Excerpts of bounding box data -
+---+
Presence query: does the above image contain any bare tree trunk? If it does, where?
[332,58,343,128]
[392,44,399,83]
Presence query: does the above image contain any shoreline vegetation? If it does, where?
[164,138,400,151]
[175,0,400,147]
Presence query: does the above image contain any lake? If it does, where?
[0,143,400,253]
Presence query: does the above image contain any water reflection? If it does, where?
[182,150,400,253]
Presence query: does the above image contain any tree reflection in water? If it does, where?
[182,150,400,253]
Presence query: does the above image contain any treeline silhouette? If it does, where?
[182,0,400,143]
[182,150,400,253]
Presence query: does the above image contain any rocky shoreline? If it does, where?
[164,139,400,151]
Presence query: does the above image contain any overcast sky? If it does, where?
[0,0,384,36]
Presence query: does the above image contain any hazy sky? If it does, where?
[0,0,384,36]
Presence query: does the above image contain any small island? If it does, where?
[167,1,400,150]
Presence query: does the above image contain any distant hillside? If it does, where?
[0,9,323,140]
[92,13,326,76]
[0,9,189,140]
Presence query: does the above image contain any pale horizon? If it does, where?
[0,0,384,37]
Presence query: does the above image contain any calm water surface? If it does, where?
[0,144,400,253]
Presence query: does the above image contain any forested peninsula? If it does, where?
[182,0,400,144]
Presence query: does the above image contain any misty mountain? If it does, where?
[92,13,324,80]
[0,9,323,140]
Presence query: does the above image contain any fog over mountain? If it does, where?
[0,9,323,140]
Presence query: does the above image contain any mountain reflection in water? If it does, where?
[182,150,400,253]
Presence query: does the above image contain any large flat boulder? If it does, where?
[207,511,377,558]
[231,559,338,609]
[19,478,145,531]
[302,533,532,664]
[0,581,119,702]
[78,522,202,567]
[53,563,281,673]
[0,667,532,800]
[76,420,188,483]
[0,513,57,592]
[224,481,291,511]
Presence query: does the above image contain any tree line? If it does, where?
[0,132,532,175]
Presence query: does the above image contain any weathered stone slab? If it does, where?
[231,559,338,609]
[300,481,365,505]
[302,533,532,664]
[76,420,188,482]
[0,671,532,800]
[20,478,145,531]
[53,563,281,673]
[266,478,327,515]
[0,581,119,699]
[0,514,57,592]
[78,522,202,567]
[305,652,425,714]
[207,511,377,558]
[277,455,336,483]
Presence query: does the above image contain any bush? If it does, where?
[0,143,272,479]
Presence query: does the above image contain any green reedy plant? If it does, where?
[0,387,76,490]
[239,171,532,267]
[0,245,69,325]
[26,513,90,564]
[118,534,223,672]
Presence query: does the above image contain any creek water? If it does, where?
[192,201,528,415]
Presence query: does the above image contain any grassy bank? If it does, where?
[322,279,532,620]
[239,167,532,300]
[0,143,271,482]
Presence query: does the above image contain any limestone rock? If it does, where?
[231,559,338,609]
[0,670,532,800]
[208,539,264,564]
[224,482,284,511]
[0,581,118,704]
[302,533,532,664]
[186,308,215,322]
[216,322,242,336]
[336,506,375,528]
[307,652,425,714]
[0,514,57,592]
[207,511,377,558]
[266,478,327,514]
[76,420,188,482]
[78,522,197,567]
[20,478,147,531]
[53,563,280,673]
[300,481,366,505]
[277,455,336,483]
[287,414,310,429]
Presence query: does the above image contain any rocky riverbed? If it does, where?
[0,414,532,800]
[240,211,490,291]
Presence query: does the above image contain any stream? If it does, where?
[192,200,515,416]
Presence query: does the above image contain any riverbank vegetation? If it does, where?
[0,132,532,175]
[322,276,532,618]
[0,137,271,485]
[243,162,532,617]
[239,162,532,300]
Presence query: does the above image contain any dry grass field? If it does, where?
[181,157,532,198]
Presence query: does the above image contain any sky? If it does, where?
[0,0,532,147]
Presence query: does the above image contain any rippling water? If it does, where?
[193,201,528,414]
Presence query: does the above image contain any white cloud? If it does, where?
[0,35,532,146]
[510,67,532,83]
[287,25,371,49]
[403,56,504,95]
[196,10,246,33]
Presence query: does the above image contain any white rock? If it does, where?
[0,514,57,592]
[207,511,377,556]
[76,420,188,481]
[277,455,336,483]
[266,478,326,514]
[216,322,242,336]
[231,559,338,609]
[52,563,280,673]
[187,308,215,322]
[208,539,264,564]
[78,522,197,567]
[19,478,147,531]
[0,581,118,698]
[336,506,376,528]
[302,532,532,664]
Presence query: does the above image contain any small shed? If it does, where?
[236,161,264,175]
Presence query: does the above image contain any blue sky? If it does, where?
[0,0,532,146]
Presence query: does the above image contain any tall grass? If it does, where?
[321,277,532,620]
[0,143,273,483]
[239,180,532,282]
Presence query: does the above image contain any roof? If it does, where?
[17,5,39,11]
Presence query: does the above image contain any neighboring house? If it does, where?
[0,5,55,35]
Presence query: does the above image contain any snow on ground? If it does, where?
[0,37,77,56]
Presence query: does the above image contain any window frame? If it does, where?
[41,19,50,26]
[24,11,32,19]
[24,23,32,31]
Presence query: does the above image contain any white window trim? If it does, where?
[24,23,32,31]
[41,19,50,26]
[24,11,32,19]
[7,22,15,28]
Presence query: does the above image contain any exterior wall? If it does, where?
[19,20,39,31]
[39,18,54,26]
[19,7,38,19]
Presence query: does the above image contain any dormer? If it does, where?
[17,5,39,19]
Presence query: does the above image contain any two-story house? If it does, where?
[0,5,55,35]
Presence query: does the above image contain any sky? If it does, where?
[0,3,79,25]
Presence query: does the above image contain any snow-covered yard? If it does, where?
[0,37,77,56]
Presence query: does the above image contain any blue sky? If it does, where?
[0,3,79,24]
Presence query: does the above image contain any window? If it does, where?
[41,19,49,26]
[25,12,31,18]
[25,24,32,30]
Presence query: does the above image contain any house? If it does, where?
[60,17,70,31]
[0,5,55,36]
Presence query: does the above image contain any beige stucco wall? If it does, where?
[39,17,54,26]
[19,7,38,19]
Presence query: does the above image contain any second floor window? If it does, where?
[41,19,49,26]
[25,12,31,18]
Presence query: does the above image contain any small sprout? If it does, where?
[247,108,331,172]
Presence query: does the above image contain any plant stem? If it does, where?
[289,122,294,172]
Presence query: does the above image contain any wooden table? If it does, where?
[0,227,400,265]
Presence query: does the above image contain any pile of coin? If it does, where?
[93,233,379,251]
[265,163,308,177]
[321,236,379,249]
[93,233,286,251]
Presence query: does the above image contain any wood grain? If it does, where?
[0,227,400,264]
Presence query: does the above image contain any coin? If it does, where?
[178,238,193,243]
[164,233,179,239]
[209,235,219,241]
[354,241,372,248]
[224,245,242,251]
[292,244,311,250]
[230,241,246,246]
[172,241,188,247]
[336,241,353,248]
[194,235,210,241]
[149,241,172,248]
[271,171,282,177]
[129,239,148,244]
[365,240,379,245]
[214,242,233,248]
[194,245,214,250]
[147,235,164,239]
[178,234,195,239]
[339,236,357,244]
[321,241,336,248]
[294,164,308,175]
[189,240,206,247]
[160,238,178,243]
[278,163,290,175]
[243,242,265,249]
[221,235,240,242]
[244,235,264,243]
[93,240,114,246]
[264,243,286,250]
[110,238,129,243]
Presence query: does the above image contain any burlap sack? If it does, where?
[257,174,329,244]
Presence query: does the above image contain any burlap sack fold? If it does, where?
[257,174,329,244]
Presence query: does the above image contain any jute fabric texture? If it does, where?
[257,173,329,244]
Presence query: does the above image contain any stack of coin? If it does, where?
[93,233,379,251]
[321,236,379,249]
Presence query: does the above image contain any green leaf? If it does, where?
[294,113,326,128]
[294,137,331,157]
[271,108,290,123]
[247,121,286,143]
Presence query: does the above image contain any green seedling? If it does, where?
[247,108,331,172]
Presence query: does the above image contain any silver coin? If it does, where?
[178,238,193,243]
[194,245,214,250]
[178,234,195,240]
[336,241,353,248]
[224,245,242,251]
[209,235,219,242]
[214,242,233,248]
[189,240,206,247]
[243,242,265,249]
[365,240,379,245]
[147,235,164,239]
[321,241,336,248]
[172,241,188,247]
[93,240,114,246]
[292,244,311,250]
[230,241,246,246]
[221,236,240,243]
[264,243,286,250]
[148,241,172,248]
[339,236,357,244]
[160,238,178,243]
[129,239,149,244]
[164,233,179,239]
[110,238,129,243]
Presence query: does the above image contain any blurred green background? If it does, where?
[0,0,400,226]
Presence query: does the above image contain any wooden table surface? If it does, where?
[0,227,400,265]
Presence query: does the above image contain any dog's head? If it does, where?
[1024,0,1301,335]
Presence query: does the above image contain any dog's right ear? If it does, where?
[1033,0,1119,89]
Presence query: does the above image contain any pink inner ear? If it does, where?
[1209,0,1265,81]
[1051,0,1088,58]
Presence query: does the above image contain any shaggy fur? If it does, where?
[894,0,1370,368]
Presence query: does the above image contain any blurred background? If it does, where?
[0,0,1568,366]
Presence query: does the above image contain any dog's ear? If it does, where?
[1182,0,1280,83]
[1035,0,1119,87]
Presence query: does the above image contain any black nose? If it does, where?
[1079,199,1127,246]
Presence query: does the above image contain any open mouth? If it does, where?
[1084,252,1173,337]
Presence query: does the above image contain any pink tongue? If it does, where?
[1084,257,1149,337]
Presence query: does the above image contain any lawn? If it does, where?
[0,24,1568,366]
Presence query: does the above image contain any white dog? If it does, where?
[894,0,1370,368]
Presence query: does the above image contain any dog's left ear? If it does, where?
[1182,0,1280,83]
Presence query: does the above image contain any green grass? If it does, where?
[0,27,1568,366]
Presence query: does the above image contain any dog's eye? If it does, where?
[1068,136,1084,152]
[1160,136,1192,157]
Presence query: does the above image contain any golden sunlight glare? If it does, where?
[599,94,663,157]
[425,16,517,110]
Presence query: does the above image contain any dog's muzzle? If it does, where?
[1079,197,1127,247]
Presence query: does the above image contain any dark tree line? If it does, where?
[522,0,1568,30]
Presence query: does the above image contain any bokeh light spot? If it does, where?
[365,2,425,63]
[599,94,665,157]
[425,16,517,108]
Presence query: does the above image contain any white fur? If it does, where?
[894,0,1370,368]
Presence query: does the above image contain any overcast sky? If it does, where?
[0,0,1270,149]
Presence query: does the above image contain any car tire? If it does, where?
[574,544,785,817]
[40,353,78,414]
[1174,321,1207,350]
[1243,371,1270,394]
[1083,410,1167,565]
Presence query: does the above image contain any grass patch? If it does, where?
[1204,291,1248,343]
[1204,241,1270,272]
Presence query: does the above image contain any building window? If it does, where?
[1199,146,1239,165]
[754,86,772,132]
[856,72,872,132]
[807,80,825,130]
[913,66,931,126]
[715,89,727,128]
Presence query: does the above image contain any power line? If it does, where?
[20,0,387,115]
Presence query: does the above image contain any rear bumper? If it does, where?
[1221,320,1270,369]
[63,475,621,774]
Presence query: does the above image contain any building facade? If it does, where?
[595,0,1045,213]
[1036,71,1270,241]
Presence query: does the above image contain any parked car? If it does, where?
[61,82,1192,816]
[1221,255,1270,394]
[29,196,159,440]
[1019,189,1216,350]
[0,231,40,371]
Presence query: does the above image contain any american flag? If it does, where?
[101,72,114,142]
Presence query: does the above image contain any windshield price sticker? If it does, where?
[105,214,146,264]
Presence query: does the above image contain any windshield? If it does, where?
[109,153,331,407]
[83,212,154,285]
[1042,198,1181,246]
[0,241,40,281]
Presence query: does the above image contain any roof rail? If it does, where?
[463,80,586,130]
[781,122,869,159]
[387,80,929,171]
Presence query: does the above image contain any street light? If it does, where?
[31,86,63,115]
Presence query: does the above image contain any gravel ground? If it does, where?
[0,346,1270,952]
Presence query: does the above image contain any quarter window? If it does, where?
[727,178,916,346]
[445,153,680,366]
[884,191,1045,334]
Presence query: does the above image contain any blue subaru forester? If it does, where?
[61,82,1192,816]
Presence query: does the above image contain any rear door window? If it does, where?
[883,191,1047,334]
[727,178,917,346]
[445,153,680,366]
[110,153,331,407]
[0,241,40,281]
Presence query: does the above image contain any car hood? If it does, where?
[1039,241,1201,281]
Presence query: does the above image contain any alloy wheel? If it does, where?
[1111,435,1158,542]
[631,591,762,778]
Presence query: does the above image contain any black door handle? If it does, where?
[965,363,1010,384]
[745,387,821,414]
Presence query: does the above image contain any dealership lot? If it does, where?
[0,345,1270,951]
+---+
Gather every line of the records above that contains the string "rear", matching its case exactly.

The output -
Presence query: does the above image contain any rear bumper? If it does, where?
Presence query: does the above image contain any rear door window? If it does, where?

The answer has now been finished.